WORK INSTRUCTIONS:
Before repeating the entries below, strip out every picture and keep all else as it is.

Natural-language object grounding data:
• • • • •
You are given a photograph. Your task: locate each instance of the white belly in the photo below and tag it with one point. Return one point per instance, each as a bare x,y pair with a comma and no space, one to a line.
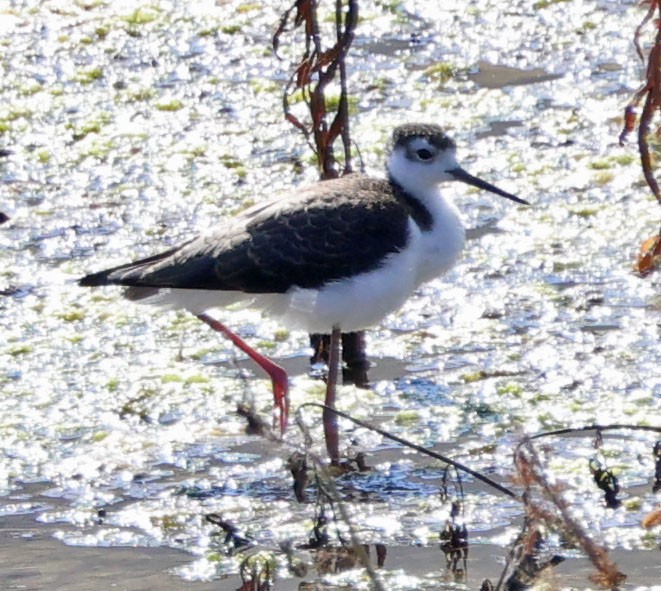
354,303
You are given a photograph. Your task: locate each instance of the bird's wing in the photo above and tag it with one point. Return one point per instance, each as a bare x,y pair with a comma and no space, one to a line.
330,231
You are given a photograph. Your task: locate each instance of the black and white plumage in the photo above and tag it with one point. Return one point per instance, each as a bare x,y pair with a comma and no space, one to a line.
341,253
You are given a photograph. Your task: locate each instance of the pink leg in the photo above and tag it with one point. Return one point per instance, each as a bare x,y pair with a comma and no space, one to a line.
329,418
276,373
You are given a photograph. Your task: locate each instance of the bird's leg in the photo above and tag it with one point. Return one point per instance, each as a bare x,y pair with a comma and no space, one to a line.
276,373
355,359
329,417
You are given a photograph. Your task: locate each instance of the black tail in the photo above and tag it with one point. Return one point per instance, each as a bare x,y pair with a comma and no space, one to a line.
123,274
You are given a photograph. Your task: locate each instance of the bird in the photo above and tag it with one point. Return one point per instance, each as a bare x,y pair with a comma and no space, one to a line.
338,254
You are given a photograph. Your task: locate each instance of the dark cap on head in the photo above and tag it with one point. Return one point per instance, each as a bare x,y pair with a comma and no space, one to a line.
431,132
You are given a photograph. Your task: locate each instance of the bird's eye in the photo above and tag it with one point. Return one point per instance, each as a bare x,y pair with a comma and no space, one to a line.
424,154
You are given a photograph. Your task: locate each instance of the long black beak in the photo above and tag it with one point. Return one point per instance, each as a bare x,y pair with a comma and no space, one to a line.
461,175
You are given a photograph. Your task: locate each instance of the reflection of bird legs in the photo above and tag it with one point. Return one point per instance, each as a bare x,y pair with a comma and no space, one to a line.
276,373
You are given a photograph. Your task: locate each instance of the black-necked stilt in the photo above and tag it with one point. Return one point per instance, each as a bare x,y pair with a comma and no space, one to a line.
340,254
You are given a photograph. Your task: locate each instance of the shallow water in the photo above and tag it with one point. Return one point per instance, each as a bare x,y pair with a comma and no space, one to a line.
129,128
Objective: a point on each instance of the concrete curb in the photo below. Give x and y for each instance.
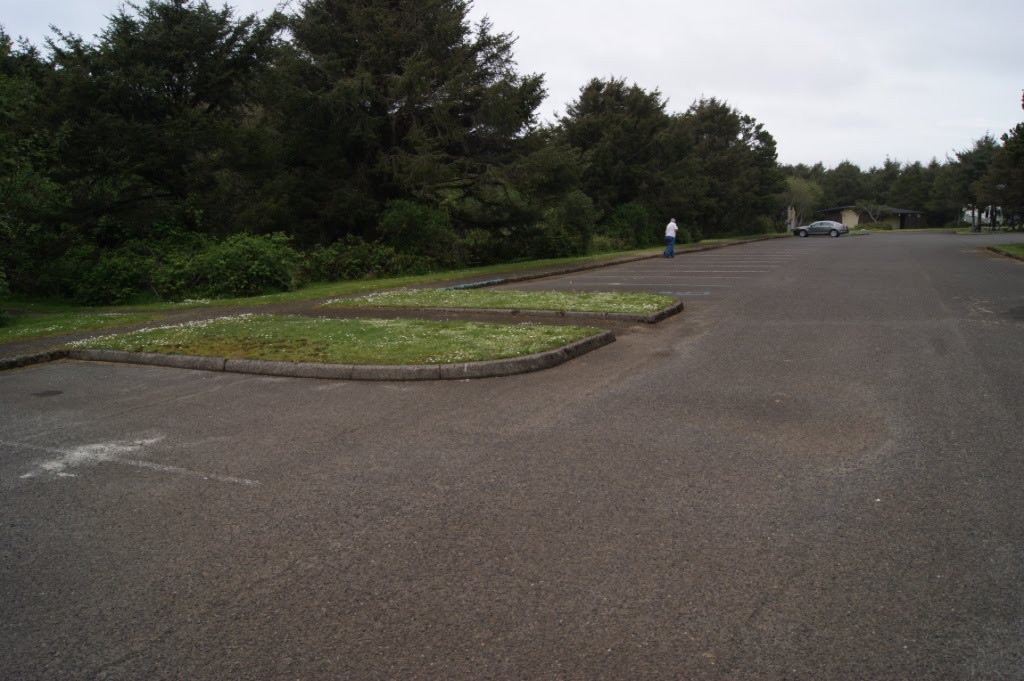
(489, 369)
(29, 359)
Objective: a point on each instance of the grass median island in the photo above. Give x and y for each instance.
(344, 341)
(25, 327)
(568, 301)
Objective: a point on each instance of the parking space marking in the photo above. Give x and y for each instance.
(91, 455)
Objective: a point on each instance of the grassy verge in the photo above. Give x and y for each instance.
(636, 303)
(344, 341)
(1013, 250)
(25, 327)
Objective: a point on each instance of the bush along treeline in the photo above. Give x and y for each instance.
• • • • •
SOLUTION TO THE EXERCISE:
You are given a photograph. Your task: locate each instance of the white belly in the photo below and tag it with one point. Return one point per instance, each as a bare x,y pair with a comma and no space, one to a line.
354,303
You are given a photograph. Your task: locate each instance of the bird's wing in the photo above and tag it with one point. Return one point per instance, each as a bare x,y pair with a comma and no space, one to a line.
330,231
You are given a photograph. Your task: locate each instance of the black and white plumage in the photo above and tag it with one point. Return one point per instance, each as a bare x,y pair with a comma and no space, one to a line.
341,253
You are given a photograph. Your task: locate each instance of the pink leg in the photo above and tag it with one point. Return one point per instance, each as a bare x,y pair with a comma and no space, one to a line.
329,418
276,373
You are given a photograph. Your task: locate each instance of the bird's leg in the photo above and tag it with one point. Return one point per instance, each as a bare x,y pair with a comma and no space, one to a line.
276,373
355,359
329,417
You are given a photograph. Your task: locate each instance of the black tail in the photo above and tag it with one point. Return one point per instance, each as a bare x,y pair with a comma and no space, one to a line.
123,274
You are given a photograph. Your task: locate each instance of the bird in the photo above and tag it with one point. Return one point per instance, each as a bare x,y pair with a comma and no space, one to a line.
338,254
You are given a photograph. Your task: locate each instance of the dark cap on head in the photo above and tag it with one point. Return one point per instance, each as a bare x,y pair with a comma and no space, one to a line.
431,132
You are given a photograph. Your task: locate each instance of the bird's eye in the photo above and tag it with one point. Return one point per instance, each as a bare x,y pair with a comma and no space, one to a line.
424,154
You are given a photograph. Your task: locate each instance of the long black beak in the photo above and tag it with one point. Return one point per instance, each as a bare x,y pair with a comma and no space, one to a line.
461,175
You are given a photograph. Your task: locate each instance of the reflection of bird legs in the photo above and tag it with one point. Return one point per instance, each as a bare x,y pair with a comma and no space, one to a line.
276,373
You are given a photograph. Your task: locate each instance of the black-necked stilt in the photo above and tag it with one point. Return one point per instance, each as a bare x,y pair with a comma and no space, one to a line.
340,254
You are given a photograph. Your task: locate each instance of the shallow water in the photo above and tag it with one point. Return one point per instance, each as a bare x,y pair with a comma and no space, one to a line.
129,128
Objective: a point on each instance of the concrete curb in the photo below. Give x and y for each instance.
(489, 369)
(29, 359)
Objective: a point on each instance of the grass median island in the photo above. Give x and y for each instance.
(344, 341)
(25, 327)
(568, 301)
Objective: a point on each instance of the parking space marking in the photo above. Give x and y for each instance.
(91, 455)
Objective: a point on each instance of the grassy verge in the photo above. Give x and y for each instance.
(636, 303)
(344, 341)
(1013, 250)
(25, 327)
Objective: a point on each instance of the bush along treeline in the photo above. Give x and y for each instance.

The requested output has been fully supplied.